◆ EXTRACTED TEXT:
------------------------

I’m definitely paranoid about the Obj.magic, and it’s good to bring it to attention – especially if a side effect is to get good looks from experts in Flambda.

This also made me think about our testing harder, and I realized that we probably don’t actually test on Flambda in CI at this point. Certainly, we don’t test enough. I’ve only tested manually in the past, and build rows aren’t actually doing it (AFAICT). I’ve opened an issue about that; thanks for the prod.

I agree with this in general.

For Lwt specifically, I can briefly describe the Obj.magics here. Hopefully they already are, or will be, well-documented in the new lwt.ml (that was the point of rewriting it!). To the best of my recollection, all the casts fall into one of three categories:

  1. Adjusting phantom type parameters. These are new.
  2. The types 'a Lwt.t and 'a Lwt.u actually have no definition inside lwt.ml or anywhere at all. What happens is that they are Obj.magicked to an internal promise type when passed to an API, and back the other way when returned from an API. This was the case in the old lwt.ml, and still is in the new. This is done because of that variance business I briefly mentioned, though there are other ways to address that.

------------------------

◆ EXTRACTED RECORDS:
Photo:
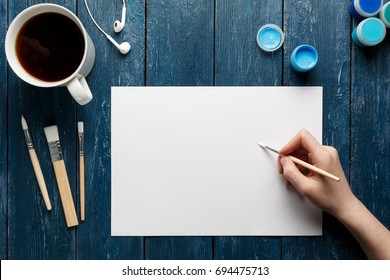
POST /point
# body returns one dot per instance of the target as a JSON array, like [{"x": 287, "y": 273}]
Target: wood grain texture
[
  {"x": 326, "y": 26},
  {"x": 370, "y": 139},
  {"x": 111, "y": 68},
  {"x": 33, "y": 233},
  {"x": 180, "y": 52},
  {"x": 3, "y": 135},
  {"x": 240, "y": 62},
  {"x": 187, "y": 42}
]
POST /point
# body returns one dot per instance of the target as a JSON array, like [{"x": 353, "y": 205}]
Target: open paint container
[
  {"x": 384, "y": 14},
  {"x": 270, "y": 37},
  {"x": 360, "y": 9},
  {"x": 369, "y": 32},
  {"x": 303, "y": 58}
]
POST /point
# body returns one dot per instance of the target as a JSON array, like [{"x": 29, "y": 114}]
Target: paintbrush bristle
[
  {"x": 262, "y": 145},
  {"x": 51, "y": 133},
  {"x": 80, "y": 126},
  {"x": 24, "y": 124}
]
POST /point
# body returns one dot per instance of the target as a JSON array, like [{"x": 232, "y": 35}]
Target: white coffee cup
[{"x": 75, "y": 82}]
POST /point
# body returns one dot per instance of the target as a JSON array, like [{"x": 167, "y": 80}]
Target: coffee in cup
[{"x": 47, "y": 46}]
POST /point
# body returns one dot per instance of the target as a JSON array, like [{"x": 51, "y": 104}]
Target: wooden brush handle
[
  {"x": 82, "y": 189},
  {"x": 313, "y": 168},
  {"x": 65, "y": 193},
  {"x": 40, "y": 179}
]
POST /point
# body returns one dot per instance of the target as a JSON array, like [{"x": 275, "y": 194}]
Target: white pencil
[
  {"x": 80, "y": 127},
  {"x": 61, "y": 175},
  {"x": 36, "y": 165},
  {"x": 304, "y": 164}
]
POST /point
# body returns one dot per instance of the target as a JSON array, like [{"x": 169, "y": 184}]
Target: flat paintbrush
[
  {"x": 36, "y": 165},
  {"x": 304, "y": 164},
  {"x": 61, "y": 175},
  {"x": 80, "y": 127}
]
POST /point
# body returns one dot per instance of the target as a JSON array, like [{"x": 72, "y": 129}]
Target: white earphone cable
[{"x": 97, "y": 25}]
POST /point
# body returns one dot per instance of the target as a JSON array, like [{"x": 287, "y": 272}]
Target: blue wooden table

------------------------

Carry on the passage about the Obj.magic casts in Lwt, starting right after its last sentence.

◆ OUTPUT BELOW:
  3. IIRC there is one place where lists of 'a Lwt.t are cast to lists of the internal promise type, without bothering to rebuild the lists, as would be done by calling map and applying the casts from (2) one element at a time. This is new.

We’ll watch out for these casts becoming a problem or a burden, and get rid of them when the tradeoff is no longer worth it. Input on that tradeoff is very welcome.

Thanks for the explanations, that helps. But it is one thing to argue that, basically, values that are cast are always cast back to their true type, and another thing to argue that the compiler treats all the types any given value may have or be cast to in the same way. For instance, casts between types where mutability, laziness, being a float, etc. change are pretty difficult to be confident about I find, as it requires understanding the type-specific optimizations in the compiler and run time system.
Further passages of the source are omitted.